» **DIRECTIONS FOR THIS TASK**
Pick out every line in the rows below that contains the word "wooden" and copy each one.

----- DATA LINES

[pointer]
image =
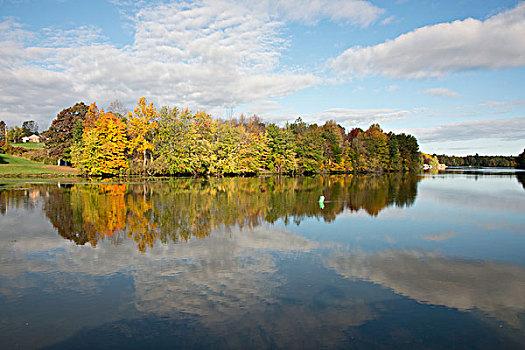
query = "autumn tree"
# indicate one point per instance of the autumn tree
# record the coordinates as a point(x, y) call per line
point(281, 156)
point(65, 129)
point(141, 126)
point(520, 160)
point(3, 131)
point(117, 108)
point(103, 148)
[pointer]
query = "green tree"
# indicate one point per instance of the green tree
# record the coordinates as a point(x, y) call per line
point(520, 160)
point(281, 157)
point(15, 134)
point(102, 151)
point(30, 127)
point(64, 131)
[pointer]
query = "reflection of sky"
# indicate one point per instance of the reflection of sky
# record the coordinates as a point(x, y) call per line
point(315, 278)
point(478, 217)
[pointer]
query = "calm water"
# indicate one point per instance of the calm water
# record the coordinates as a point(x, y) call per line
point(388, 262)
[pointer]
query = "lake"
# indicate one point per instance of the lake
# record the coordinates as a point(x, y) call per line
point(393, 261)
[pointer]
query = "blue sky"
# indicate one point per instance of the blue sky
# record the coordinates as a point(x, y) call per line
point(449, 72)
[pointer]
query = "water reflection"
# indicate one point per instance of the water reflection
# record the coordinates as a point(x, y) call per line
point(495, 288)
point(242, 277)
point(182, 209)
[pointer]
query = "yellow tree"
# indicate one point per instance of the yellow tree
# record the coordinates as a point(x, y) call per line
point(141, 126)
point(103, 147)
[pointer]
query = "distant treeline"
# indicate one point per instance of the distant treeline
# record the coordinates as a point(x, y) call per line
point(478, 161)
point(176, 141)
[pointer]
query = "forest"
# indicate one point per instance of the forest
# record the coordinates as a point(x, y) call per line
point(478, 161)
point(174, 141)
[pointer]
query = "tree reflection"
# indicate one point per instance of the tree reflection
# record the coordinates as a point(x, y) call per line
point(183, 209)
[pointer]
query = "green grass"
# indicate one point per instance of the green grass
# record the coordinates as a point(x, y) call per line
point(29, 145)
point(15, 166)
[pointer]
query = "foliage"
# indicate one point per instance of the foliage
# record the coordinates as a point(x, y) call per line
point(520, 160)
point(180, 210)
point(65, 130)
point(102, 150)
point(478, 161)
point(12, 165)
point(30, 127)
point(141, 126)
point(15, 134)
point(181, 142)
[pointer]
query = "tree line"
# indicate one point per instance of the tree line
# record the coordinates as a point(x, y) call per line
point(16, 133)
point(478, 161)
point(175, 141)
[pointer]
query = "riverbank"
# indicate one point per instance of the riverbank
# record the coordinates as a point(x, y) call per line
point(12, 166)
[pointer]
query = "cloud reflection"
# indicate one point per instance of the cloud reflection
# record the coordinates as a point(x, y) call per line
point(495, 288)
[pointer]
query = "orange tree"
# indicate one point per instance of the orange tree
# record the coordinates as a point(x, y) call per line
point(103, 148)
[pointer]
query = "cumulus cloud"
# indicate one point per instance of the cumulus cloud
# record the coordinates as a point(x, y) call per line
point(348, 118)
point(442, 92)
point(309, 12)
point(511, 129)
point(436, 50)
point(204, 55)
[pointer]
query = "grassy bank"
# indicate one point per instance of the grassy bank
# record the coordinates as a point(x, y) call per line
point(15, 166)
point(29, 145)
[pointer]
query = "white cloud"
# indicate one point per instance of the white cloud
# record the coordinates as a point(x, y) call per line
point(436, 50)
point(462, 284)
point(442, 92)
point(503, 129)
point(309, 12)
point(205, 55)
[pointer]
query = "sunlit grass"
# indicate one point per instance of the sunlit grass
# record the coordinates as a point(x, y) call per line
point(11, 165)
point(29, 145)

----------
----- DATA LINES

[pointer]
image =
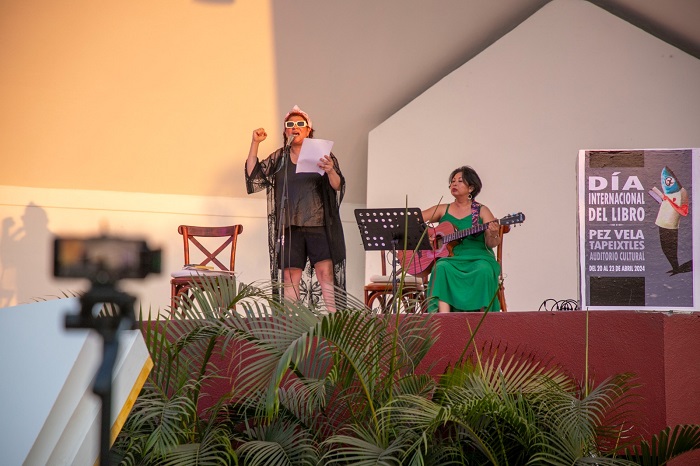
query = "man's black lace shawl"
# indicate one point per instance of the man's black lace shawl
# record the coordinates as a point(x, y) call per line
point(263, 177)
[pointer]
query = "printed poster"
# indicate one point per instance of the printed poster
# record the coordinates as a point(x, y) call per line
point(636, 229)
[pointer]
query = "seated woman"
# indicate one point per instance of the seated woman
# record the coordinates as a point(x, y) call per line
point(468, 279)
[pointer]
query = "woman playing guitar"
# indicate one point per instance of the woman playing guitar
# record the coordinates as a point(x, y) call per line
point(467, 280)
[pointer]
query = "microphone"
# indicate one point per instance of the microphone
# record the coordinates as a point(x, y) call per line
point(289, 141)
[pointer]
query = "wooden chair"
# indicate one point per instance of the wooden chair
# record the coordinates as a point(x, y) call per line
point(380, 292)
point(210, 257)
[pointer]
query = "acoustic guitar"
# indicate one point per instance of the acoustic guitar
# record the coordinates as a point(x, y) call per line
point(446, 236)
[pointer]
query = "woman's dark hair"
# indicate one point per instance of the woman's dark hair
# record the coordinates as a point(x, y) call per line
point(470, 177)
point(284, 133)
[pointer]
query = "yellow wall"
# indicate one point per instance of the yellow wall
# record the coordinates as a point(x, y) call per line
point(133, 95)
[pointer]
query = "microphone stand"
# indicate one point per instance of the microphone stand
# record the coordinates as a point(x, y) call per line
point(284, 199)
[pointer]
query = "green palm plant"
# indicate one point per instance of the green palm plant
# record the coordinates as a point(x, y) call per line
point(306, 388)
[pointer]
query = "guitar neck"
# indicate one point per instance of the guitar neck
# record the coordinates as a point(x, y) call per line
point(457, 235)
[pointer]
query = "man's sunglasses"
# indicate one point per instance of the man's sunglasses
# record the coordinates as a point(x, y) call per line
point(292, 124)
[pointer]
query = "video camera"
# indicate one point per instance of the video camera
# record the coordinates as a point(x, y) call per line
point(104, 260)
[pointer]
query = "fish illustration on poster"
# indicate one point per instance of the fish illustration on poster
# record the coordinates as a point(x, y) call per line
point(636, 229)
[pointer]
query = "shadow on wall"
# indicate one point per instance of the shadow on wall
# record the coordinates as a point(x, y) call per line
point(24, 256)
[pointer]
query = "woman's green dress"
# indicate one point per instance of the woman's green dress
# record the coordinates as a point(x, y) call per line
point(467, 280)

----------
----- DATA LINES

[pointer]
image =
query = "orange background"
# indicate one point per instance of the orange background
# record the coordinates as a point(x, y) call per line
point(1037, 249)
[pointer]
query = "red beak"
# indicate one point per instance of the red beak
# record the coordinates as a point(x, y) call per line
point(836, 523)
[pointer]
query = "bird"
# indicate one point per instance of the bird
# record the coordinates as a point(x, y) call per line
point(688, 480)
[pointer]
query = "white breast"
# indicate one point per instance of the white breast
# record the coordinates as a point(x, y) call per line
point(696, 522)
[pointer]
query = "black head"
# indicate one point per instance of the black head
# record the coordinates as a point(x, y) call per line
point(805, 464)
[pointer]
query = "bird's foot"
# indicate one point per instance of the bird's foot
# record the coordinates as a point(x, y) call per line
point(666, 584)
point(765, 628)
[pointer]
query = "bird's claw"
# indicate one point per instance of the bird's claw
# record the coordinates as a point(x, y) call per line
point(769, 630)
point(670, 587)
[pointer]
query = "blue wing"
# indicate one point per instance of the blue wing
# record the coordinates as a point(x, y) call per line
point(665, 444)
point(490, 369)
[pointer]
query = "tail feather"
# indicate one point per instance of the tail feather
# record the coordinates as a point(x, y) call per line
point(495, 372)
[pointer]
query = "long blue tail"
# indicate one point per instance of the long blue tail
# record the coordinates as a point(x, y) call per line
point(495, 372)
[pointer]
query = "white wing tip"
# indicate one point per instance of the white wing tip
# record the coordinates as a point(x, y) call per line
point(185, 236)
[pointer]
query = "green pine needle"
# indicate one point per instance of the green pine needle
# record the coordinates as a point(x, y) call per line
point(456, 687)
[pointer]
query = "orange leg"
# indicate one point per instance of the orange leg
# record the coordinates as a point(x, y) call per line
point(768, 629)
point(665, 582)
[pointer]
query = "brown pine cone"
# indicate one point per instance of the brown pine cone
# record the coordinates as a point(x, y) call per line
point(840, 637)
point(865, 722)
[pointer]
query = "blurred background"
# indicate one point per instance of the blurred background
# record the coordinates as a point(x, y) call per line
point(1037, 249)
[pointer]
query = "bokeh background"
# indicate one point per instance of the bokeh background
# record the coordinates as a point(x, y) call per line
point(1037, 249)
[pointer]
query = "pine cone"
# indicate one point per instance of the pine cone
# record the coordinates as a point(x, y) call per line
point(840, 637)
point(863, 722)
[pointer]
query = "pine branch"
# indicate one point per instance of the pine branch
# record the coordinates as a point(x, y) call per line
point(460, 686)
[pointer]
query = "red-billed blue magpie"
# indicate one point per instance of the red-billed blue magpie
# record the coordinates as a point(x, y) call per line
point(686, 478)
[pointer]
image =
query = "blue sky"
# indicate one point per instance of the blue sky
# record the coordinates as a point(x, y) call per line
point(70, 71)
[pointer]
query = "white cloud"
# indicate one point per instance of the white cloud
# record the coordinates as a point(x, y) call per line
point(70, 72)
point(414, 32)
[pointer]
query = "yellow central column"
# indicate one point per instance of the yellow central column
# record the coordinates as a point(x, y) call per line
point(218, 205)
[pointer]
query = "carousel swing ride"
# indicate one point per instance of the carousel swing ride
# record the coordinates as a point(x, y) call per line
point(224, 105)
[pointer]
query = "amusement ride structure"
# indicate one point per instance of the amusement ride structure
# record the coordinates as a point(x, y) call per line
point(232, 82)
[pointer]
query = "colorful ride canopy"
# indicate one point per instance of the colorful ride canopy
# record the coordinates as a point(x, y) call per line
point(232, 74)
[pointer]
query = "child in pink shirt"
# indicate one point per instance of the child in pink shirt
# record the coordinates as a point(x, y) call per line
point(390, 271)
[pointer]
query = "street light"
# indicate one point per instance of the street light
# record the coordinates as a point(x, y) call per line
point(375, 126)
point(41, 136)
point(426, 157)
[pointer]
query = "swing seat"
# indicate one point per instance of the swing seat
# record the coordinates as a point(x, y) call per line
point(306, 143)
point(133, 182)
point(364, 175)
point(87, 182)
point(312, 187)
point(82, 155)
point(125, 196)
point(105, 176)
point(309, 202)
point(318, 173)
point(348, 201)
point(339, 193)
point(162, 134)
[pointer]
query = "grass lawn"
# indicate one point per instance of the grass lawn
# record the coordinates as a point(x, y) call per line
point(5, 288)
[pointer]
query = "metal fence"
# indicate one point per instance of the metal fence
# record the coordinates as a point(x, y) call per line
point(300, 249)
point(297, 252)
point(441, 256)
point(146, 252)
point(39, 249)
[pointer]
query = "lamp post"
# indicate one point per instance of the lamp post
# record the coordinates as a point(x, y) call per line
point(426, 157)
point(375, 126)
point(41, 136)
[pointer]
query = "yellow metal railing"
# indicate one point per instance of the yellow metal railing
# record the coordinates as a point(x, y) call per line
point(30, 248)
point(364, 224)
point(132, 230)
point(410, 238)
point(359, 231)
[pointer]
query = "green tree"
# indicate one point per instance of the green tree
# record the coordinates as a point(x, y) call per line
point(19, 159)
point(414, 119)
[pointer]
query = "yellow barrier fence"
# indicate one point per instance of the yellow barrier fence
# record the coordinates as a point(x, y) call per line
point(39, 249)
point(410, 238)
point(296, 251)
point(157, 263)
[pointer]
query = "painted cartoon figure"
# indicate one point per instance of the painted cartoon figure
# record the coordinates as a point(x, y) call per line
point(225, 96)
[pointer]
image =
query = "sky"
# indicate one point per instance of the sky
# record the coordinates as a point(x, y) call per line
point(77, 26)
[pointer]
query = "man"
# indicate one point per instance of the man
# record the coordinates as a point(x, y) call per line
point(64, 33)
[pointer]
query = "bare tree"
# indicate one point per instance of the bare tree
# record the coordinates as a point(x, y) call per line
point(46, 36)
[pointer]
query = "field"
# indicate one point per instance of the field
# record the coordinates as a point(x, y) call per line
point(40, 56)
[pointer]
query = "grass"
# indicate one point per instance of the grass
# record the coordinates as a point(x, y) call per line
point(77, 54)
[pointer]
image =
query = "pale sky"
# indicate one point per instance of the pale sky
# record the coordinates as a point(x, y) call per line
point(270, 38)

----------

» **RIGHT ANSWER**
query = "wooden chair"
# indicate one point per instance of the wooden chair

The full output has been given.